- _EXERCISE MATERIAL_:

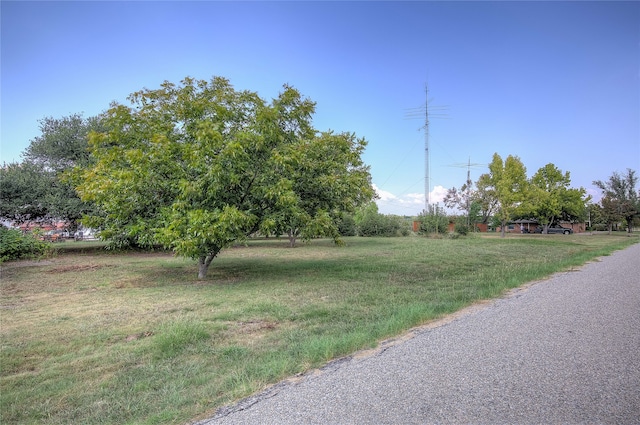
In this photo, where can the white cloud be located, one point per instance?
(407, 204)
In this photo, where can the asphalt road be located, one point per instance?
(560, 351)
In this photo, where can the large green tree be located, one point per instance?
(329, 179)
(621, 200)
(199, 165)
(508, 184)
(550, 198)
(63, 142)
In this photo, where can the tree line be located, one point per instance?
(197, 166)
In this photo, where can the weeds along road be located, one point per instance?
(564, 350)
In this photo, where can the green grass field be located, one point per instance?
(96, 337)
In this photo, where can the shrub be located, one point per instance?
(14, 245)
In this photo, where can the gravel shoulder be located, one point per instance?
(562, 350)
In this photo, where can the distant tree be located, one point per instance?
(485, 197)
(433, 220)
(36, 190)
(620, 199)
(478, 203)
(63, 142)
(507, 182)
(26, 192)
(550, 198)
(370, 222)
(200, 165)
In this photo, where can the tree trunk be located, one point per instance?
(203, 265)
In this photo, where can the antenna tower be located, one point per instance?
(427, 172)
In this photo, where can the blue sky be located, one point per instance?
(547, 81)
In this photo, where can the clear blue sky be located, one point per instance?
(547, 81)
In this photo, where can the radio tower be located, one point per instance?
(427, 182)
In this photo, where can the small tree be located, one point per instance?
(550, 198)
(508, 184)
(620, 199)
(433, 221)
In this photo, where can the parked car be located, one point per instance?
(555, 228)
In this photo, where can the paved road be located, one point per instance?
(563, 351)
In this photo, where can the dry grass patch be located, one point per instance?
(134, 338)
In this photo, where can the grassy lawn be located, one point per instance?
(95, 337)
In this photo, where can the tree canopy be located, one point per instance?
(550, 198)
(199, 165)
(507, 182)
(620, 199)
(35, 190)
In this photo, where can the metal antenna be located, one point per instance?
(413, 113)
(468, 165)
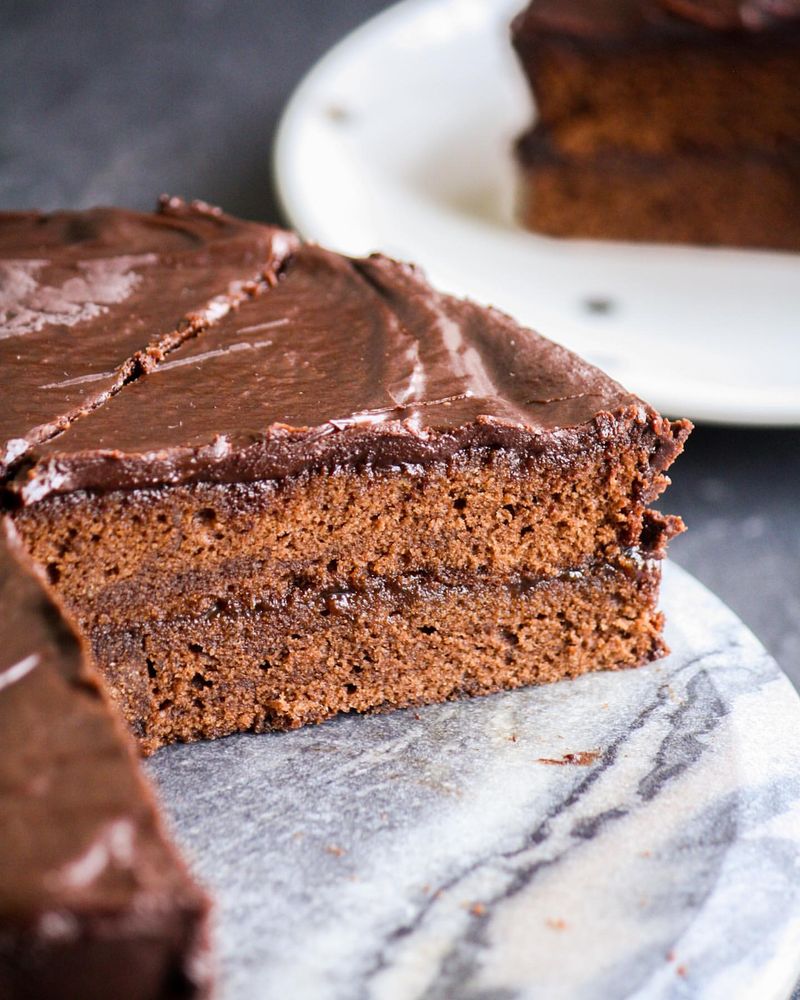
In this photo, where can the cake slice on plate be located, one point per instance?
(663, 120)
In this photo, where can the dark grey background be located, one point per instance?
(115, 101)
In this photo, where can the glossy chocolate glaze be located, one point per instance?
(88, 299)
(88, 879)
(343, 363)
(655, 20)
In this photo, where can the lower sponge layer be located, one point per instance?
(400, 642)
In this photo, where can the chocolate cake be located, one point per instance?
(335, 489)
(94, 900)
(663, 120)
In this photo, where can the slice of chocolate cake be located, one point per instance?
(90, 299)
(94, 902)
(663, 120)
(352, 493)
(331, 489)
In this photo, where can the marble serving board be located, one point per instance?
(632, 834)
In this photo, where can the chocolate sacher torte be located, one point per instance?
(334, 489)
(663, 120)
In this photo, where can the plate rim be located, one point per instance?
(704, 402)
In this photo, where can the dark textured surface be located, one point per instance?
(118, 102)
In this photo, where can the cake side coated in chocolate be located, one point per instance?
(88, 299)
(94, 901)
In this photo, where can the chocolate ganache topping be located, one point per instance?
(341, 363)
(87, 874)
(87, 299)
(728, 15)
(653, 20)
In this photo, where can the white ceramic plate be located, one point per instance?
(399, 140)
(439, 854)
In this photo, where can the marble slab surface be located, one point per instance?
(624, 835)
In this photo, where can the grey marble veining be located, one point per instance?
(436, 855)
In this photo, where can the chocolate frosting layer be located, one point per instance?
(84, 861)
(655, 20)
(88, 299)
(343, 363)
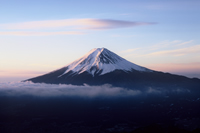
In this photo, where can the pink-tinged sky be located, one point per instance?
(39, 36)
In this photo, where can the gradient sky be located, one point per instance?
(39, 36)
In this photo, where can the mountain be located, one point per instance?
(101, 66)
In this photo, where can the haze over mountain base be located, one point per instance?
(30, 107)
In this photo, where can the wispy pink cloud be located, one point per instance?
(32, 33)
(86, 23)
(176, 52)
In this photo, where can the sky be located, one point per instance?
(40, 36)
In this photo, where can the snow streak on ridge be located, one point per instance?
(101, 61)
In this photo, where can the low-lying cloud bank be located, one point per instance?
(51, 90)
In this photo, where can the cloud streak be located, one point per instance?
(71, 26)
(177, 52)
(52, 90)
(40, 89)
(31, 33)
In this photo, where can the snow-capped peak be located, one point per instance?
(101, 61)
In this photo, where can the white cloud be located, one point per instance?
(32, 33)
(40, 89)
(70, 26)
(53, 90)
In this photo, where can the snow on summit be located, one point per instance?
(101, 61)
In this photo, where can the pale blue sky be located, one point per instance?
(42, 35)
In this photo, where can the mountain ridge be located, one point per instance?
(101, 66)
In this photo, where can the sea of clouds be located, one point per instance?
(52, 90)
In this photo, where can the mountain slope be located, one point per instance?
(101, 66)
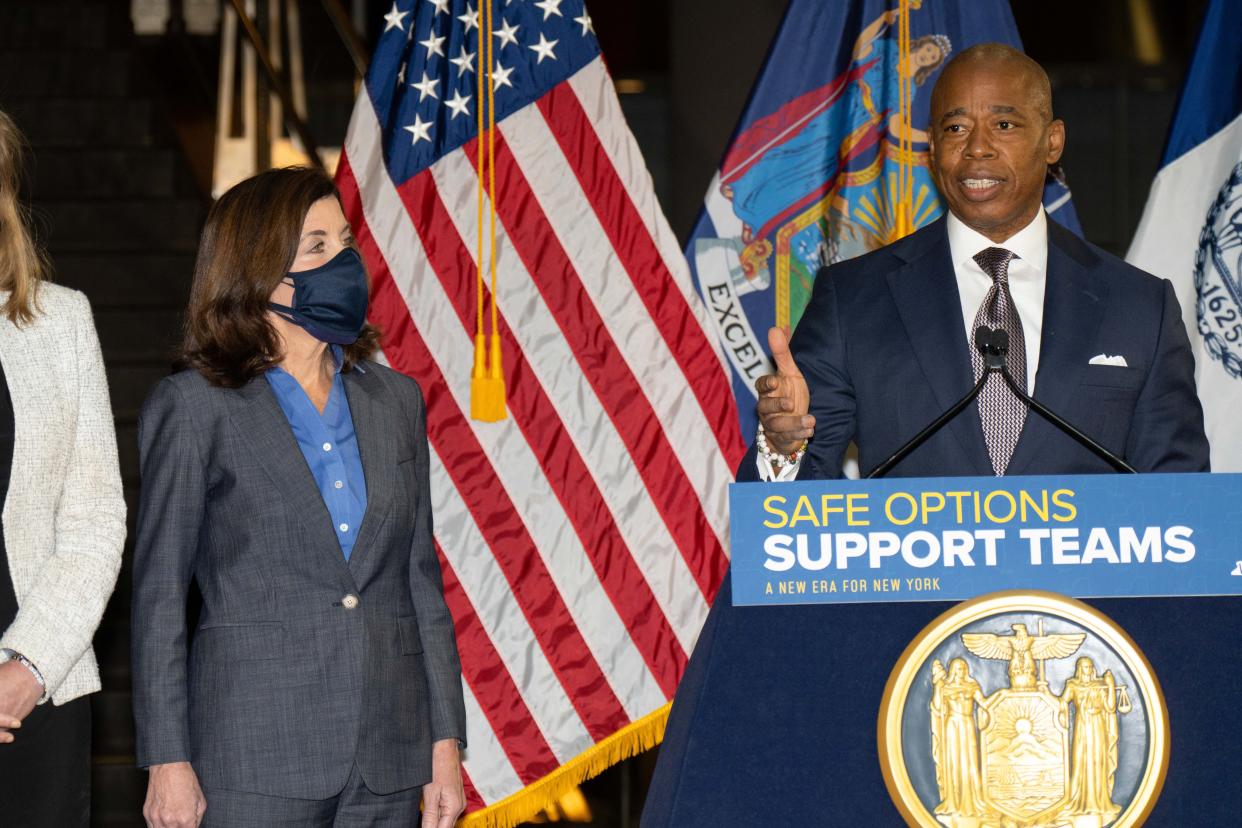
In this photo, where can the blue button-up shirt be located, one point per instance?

- _PROBLEM STATEMENT_:
What is needed is every entry above, repeated exactly, with the pictures dropped.

- _OUTPUT BELOW_:
In this photo, where can the white cloud be located, one point per instance?
(407, 204)
In this photo, where can the asphalt road be located, one point per instance?
(560, 351)
In this photo, where can the large green tree be located, one point per instance?
(329, 179)
(621, 200)
(199, 165)
(508, 184)
(550, 198)
(63, 142)
In this photo, where can the tree line be located, one point per instance?
(197, 166)
In this photo, where can the weeds along road be located, one point per instance?
(564, 350)
In this photo, where can the green grass field be located, one point per instance?
(96, 337)
In this photo, where can the shrub be located, one point per instance?
(14, 245)
In this photo, where can the gravel shoulder be located, one point per instance?
(562, 350)
In this photo, where can the distant tree be located, one point per instance?
(485, 197)
(433, 220)
(36, 190)
(620, 199)
(478, 203)
(63, 142)
(507, 182)
(26, 192)
(550, 198)
(370, 222)
(200, 165)
In this photo, where can the tree trunk be located, one point per instance?
(203, 265)
In this photo, where can the antenna tower be located, one point per instance?
(427, 172)
In this photo, where can the blue sky be located, one point per instance?
(547, 81)
In this photo, where can the clear blue sky be located, one point per instance?
(547, 81)
In this photo, where can the radio tower be located, one point per instance?
(427, 182)
In this photo, where can the small tree be located, one point per instance?
(550, 198)
(508, 184)
(620, 199)
(433, 221)
In this photo, where can the parked car be located, one point per instance?
(555, 228)
In this photo, where can the paved road be located, one point per instance?
(563, 351)
In this photo, where can the dry grass patch be located, one point per instance?
(134, 338)
In this photo, where can the grassy lawn be located, one point per instance?
(95, 337)
In this photo, where can the tree canopy be located, one point per instance?
(550, 198)
(199, 165)
(507, 182)
(620, 199)
(35, 190)
In this photo, where can the metal antenna be located, one point per instance?
(413, 113)
(468, 165)
In this photo, where can the cake slice on plate be located, one point per instance?
(663, 120)
In this photo, where can the dark grey background be located, one point per instance?
(115, 101)
In this photo, where can the glossy chocolate glaze be located, one point per instance?
(88, 299)
(88, 879)
(343, 363)
(655, 20)
In this photo, where can the lower sponge layer be located, one point per instance?
(400, 642)
In this photo, where can the chocolate cake be located, one point per instance?
(335, 489)
(94, 900)
(663, 120)
In this photo, where can the slice of chocolate cake be located, one point per instance?
(90, 299)
(94, 902)
(663, 120)
(352, 493)
(331, 489)
In this photo, where can the marble serving board be located, one point per instance?
(632, 834)
In this photo, where can the chocolate sacher torte be located, one point per instance?
(334, 489)
(663, 120)
In this photo, where can the plate rim be located, one point per instance?
(704, 402)
In this photo, where can the dark textured surface be located, one point per instance?
(118, 102)
In this photo, where can the cake side coated in chocolate be located, one point per instance?
(88, 299)
(94, 901)
In this photo, where can the chocolate ganache topping be located, one point per instance?
(341, 363)
(87, 874)
(87, 299)
(728, 15)
(653, 20)
In this photo, where can the white ceramic plate be located, one point per instance?
(399, 140)
(439, 854)
In this photo, where can the marble slab surface be located, one point per instance?
(624, 835)
In this photo, where can the grey marble veining be located, one point per instance?
(436, 855)
In this photo, where can the chocolate frosting layer be located, one point per instance?
(84, 861)
(655, 20)
(88, 299)
(343, 363)
In this photo, where can the pink-tinged sky be located, one point per instance?
(39, 36)
In this photo, where can the gradient sky be located, one point per instance?
(39, 36)
In this photo, where can the mountain be located, one point per instance?
(101, 66)
In this photo, where can the haze over mountain base be located, one point per instance?
(30, 107)
In this photo, where can the wispy pink cloud be located, one point per instance?
(32, 33)
(86, 23)
(176, 52)
In this photo, where can the sky be located, one point per instance?
(40, 36)
In this photo, where can the snow streak on ridge be located, one point per instance?
(101, 61)
In this photo, where can the low-lying cloud bank be located, one point per instance?
(51, 90)
In this photo, where can the cloud streak be located, one point per instance?
(71, 26)
(177, 52)
(52, 90)
(40, 89)
(31, 33)
In this photo, where can the snow-capped peak be located, one point per instance?
(101, 61)
In this photo, where can the white cloud be located, one point per instance?
(32, 33)
(40, 89)
(70, 26)
(53, 90)
In this photo, where can the snow on summit be located, one point per instance?
(101, 61)
In this photo, where can the pale blue sky be located, one point per instance?
(42, 35)
In this photo, where can the mountain ridge be located, one point per instance?
(101, 66)
In this photo, where can the sea of clouds be located, one point per instance?
(52, 90)
In this photo, where can the mountain slope be located, one point per instance?
(101, 66)
In this photo, where can the blue button-up shirt be located, one point per instance?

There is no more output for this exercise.